* Aim of the task: Please show each line of the material below that contains the word "small".

* Dataset excerpts:

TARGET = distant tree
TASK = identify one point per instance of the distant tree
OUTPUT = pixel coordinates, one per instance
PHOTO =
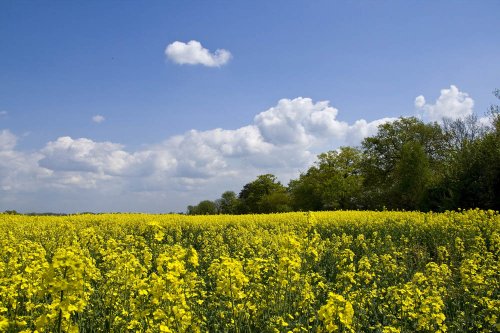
(334, 182)
(228, 203)
(382, 166)
(264, 195)
(205, 207)
(473, 173)
(412, 175)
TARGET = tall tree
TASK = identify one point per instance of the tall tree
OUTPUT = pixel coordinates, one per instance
(228, 203)
(334, 182)
(264, 195)
(382, 159)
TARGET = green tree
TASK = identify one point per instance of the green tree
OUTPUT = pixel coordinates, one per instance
(333, 182)
(205, 207)
(412, 174)
(473, 173)
(264, 195)
(383, 167)
(227, 203)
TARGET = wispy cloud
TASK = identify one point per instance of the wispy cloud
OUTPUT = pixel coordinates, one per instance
(98, 119)
(195, 165)
(452, 104)
(193, 53)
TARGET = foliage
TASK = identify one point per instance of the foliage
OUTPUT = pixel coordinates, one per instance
(334, 182)
(350, 271)
(264, 195)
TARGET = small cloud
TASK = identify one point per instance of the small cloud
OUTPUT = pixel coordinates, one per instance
(451, 104)
(98, 119)
(193, 53)
(419, 101)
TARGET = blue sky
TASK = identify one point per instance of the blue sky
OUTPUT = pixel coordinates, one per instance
(156, 147)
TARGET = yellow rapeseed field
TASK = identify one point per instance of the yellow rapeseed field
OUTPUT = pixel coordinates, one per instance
(296, 272)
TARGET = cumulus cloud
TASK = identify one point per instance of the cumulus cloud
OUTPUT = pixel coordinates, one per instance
(193, 53)
(98, 119)
(7, 140)
(451, 104)
(282, 140)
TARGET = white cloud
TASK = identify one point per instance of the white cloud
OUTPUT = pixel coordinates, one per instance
(193, 53)
(84, 174)
(7, 140)
(451, 104)
(98, 119)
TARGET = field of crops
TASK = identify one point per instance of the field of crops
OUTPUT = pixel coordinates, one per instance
(295, 272)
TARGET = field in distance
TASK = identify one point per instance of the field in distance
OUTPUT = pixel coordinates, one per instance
(346, 271)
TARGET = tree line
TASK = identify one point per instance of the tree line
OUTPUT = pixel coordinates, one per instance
(406, 165)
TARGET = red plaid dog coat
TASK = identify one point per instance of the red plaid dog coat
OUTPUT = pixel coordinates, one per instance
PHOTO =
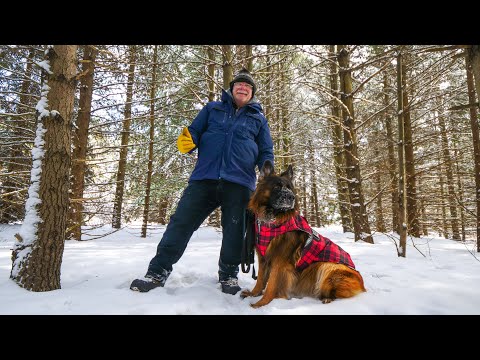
(317, 247)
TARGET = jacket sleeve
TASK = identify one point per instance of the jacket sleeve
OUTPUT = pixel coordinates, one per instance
(265, 145)
(199, 125)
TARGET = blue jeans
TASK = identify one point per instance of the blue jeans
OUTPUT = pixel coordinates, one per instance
(199, 199)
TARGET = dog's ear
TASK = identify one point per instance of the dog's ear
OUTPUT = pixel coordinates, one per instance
(267, 169)
(288, 173)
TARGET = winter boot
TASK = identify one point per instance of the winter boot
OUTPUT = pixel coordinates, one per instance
(150, 281)
(230, 285)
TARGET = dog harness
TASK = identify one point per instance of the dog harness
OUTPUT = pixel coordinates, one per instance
(317, 247)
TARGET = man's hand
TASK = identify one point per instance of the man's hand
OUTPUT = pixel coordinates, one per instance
(185, 142)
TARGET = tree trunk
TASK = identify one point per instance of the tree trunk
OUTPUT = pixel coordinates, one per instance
(402, 215)
(379, 220)
(162, 211)
(13, 204)
(227, 66)
(304, 194)
(211, 73)
(423, 210)
(460, 190)
(449, 172)
(249, 58)
(313, 179)
(442, 203)
(412, 212)
(146, 205)
(338, 154)
(358, 209)
(80, 142)
(472, 62)
(122, 162)
(38, 250)
(391, 156)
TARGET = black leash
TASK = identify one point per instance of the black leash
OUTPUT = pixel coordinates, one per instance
(248, 248)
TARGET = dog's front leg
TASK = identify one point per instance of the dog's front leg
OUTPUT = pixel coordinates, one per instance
(261, 280)
(280, 283)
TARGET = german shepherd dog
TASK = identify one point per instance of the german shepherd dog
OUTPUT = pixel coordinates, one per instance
(295, 263)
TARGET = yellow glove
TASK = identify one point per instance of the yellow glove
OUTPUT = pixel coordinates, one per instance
(185, 142)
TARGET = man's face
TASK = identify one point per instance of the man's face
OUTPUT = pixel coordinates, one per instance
(242, 93)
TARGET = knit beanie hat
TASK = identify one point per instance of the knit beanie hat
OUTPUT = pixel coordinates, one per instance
(244, 76)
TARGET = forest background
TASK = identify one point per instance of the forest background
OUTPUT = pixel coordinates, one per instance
(383, 138)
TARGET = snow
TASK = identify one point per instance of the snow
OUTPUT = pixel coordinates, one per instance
(441, 277)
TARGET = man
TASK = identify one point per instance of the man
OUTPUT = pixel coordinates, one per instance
(232, 137)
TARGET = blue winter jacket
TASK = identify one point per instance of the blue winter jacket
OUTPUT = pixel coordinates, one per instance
(231, 144)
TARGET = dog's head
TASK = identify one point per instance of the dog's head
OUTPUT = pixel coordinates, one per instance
(274, 197)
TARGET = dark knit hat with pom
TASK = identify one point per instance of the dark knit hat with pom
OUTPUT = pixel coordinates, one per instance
(244, 76)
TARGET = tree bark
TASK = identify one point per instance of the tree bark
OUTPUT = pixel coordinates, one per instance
(211, 73)
(358, 209)
(148, 185)
(449, 172)
(402, 215)
(315, 213)
(80, 143)
(472, 63)
(12, 205)
(391, 156)
(38, 251)
(338, 153)
(412, 211)
(227, 66)
(122, 162)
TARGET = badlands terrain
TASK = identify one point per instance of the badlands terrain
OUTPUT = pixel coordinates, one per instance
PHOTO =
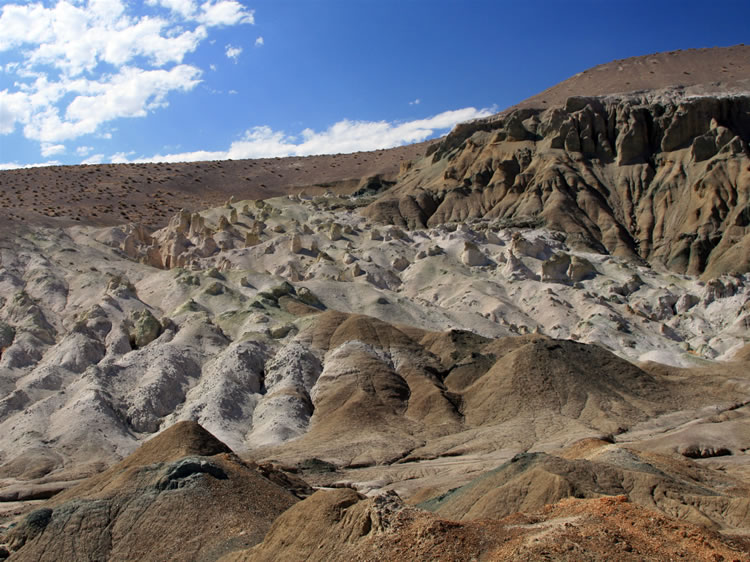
(529, 339)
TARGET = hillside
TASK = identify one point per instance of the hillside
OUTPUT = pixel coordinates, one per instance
(527, 339)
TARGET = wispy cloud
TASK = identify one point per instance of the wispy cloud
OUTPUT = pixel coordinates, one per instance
(15, 165)
(76, 65)
(49, 149)
(233, 52)
(342, 137)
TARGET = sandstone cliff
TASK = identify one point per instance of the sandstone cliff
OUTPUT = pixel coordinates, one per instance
(659, 175)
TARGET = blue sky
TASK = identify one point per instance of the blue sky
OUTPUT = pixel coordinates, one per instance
(87, 81)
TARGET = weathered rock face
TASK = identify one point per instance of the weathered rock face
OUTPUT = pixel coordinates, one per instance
(661, 177)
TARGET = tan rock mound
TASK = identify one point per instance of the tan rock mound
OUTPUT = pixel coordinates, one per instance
(530, 481)
(658, 176)
(340, 525)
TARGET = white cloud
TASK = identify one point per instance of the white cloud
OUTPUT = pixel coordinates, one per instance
(75, 65)
(344, 136)
(184, 8)
(15, 165)
(224, 12)
(49, 149)
(94, 159)
(233, 52)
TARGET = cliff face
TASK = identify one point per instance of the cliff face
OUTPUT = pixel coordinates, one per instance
(662, 177)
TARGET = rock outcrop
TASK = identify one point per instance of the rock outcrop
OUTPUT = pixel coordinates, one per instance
(657, 176)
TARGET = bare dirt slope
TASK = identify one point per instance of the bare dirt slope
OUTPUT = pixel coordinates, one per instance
(342, 525)
(107, 194)
(699, 71)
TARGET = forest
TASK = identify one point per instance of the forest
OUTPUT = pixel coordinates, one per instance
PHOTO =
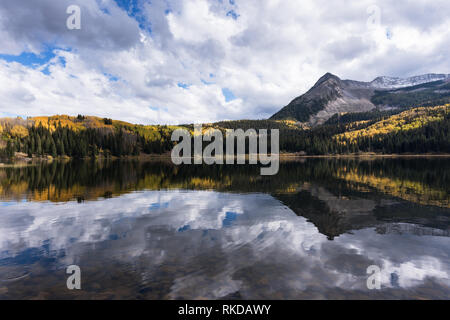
(418, 130)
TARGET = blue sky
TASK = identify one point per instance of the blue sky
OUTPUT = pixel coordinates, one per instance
(205, 60)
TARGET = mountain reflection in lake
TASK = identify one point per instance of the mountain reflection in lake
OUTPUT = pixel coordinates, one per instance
(150, 230)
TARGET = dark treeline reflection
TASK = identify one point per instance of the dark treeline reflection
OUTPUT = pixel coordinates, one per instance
(337, 195)
(419, 179)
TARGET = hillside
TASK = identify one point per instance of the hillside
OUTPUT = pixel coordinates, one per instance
(416, 130)
(331, 95)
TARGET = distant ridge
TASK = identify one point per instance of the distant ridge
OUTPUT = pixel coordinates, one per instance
(330, 95)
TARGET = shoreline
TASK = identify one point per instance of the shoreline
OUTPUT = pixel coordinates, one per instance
(23, 162)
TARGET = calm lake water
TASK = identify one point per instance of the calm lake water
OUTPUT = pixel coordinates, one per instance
(151, 230)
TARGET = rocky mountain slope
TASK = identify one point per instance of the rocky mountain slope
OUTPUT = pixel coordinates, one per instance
(331, 95)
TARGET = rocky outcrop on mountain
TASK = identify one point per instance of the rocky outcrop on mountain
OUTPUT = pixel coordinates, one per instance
(331, 95)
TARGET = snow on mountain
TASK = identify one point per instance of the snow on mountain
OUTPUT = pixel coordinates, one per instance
(395, 82)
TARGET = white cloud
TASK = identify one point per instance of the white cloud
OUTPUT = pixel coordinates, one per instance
(273, 52)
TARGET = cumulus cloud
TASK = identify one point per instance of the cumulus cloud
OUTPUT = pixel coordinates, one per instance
(129, 58)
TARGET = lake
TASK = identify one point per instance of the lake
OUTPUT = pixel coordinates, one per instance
(152, 230)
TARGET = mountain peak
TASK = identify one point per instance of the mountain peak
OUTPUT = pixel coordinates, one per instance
(327, 76)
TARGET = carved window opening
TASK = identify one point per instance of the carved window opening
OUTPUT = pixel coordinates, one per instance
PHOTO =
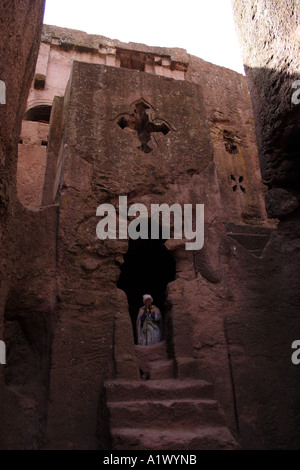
(237, 183)
(38, 114)
(230, 142)
(148, 268)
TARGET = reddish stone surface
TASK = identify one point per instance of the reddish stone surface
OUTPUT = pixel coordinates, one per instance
(20, 25)
(32, 155)
(230, 312)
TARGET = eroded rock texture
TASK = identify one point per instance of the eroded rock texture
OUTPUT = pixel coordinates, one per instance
(158, 126)
(24, 309)
(269, 34)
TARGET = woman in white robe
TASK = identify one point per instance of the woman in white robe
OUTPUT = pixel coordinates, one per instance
(149, 323)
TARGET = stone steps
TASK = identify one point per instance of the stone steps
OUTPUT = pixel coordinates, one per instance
(165, 413)
(122, 390)
(154, 362)
(178, 438)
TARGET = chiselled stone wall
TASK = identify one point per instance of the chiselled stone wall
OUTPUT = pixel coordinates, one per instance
(231, 316)
(225, 97)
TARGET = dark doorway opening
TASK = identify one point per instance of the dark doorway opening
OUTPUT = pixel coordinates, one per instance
(148, 268)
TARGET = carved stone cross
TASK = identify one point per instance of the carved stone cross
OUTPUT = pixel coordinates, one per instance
(140, 122)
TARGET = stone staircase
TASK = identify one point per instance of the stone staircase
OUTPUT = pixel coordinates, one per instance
(163, 413)
(253, 238)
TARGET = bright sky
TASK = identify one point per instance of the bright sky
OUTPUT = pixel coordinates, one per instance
(205, 28)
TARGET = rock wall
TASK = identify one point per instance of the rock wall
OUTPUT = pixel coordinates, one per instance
(22, 385)
(269, 35)
(230, 316)
(225, 96)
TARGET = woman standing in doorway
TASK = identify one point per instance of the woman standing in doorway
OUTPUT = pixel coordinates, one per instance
(149, 323)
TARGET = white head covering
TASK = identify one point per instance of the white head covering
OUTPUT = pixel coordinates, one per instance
(147, 296)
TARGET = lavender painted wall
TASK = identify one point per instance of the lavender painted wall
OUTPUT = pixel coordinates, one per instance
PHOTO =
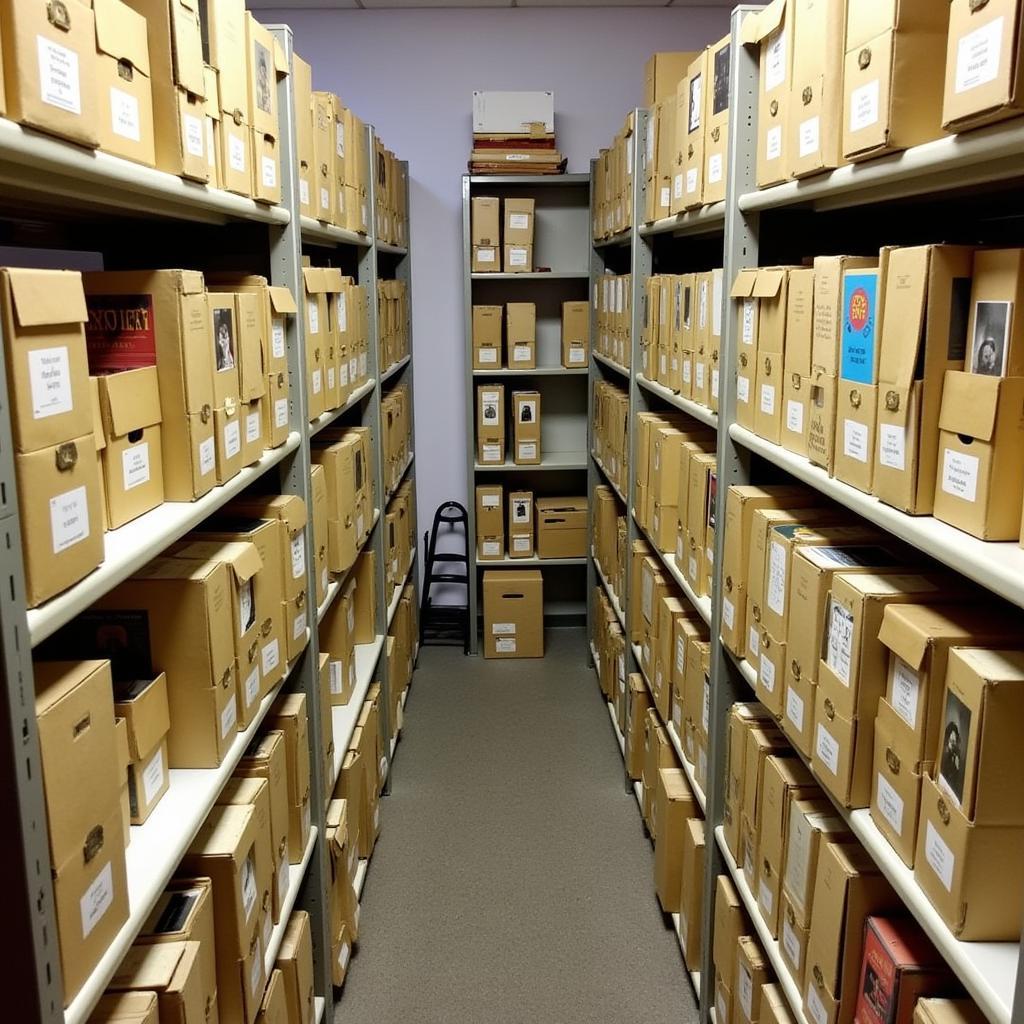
(411, 74)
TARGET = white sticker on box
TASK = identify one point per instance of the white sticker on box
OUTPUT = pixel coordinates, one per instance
(124, 115)
(890, 804)
(135, 465)
(826, 749)
(839, 650)
(58, 81)
(855, 440)
(776, 578)
(232, 439)
(940, 858)
(960, 474)
(978, 56)
(96, 900)
(864, 105)
(795, 709)
(69, 518)
(810, 136)
(49, 377)
(236, 153)
(905, 690)
(715, 169)
(795, 417)
(206, 457)
(892, 445)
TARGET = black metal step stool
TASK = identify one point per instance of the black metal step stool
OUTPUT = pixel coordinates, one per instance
(445, 624)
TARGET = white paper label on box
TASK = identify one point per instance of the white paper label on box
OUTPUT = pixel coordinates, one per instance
(826, 749)
(775, 60)
(978, 56)
(252, 686)
(124, 115)
(135, 465)
(839, 650)
(890, 804)
(960, 474)
(206, 457)
(776, 578)
(754, 641)
(236, 153)
(232, 439)
(153, 776)
(795, 709)
(791, 943)
(715, 169)
(58, 81)
(269, 166)
(49, 376)
(810, 136)
(228, 719)
(864, 105)
(795, 417)
(892, 445)
(855, 440)
(96, 900)
(69, 518)
(940, 858)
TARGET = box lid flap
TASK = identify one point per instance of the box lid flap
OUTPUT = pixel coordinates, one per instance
(47, 296)
(121, 33)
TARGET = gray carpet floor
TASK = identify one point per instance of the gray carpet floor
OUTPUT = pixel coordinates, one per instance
(512, 881)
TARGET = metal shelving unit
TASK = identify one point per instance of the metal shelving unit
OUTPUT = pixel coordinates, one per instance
(60, 180)
(561, 230)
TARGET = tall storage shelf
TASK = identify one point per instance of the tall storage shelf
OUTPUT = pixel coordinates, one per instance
(560, 274)
(100, 202)
(781, 224)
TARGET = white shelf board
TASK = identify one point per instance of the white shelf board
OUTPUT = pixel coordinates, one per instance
(615, 606)
(344, 717)
(976, 158)
(698, 412)
(296, 872)
(997, 566)
(607, 360)
(317, 231)
(607, 476)
(549, 461)
(395, 368)
(770, 946)
(157, 848)
(706, 220)
(61, 175)
(702, 604)
(351, 401)
(126, 550)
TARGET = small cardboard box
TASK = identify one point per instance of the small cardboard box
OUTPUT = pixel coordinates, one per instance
(984, 73)
(980, 477)
(561, 527)
(486, 337)
(520, 335)
(513, 613)
(518, 222)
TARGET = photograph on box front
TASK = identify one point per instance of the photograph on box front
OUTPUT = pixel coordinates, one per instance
(991, 334)
(955, 737)
(223, 334)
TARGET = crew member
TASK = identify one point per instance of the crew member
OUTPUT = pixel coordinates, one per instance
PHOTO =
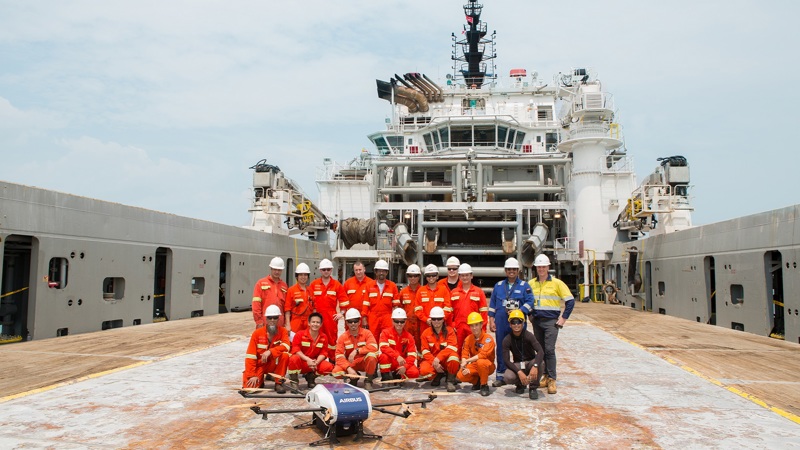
(382, 297)
(507, 295)
(270, 290)
(429, 296)
(523, 368)
(466, 298)
(355, 287)
(398, 358)
(408, 296)
(298, 302)
(549, 292)
(356, 350)
(268, 352)
(439, 351)
(310, 352)
(326, 295)
(451, 281)
(477, 356)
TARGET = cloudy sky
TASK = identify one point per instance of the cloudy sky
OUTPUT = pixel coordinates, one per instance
(166, 105)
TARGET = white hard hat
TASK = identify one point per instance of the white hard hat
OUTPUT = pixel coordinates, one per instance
(398, 314)
(277, 263)
(352, 313)
(436, 313)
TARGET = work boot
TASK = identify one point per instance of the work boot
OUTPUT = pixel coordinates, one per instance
(532, 393)
(451, 382)
(310, 379)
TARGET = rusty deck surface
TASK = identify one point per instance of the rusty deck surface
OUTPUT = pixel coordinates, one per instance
(626, 380)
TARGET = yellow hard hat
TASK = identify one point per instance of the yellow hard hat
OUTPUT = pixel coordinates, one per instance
(474, 318)
(516, 314)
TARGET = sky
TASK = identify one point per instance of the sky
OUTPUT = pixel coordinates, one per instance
(166, 105)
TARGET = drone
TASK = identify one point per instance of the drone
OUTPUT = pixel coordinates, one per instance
(338, 409)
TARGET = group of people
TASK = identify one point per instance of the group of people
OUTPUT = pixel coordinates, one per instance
(436, 329)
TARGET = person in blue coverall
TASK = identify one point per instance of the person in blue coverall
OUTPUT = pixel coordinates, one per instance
(507, 295)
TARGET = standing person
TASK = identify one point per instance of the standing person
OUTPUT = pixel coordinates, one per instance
(298, 301)
(355, 287)
(382, 297)
(429, 296)
(451, 281)
(398, 356)
(327, 294)
(268, 352)
(549, 292)
(408, 297)
(507, 295)
(527, 356)
(439, 351)
(356, 350)
(310, 352)
(466, 299)
(270, 290)
(477, 356)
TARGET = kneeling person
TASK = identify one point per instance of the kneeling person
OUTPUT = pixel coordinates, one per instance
(310, 352)
(528, 356)
(477, 356)
(268, 352)
(356, 350)
(398, 351)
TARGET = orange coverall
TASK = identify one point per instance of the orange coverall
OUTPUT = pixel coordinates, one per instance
(393, 345)
(443, 348)
(356, 292)
(277, 351)
(298, 302)
(268, 292)
(426, 300)
(312, 348)
(325, 298)
(378, 306)
(367, 358)
(479, 370)
(465, 302)
(407, 301)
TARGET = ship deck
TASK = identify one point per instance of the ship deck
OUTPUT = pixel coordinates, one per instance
(626, 380)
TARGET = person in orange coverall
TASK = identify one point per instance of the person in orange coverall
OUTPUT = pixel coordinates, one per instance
(268, 352)
(270, 290)
(398, 350)
(439, 351)
(382, 297)
(467, 298)
(477, 356)
(356, 350)
(310, 352)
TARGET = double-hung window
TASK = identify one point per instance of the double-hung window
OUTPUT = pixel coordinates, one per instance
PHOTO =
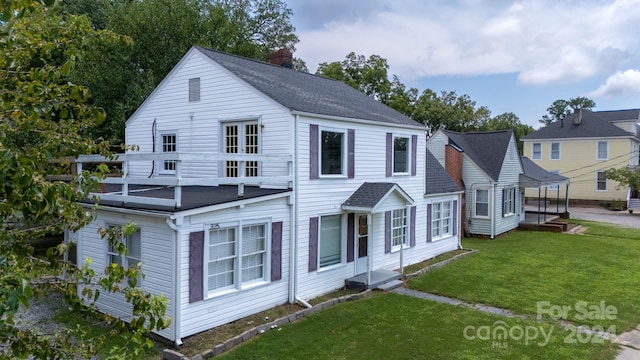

* Task response:
TARGET = small cloud
TASK = identify one point per instance of the small cloud
TARGET = small cardboard box
TASK = identify one point per instance of the small cardboard box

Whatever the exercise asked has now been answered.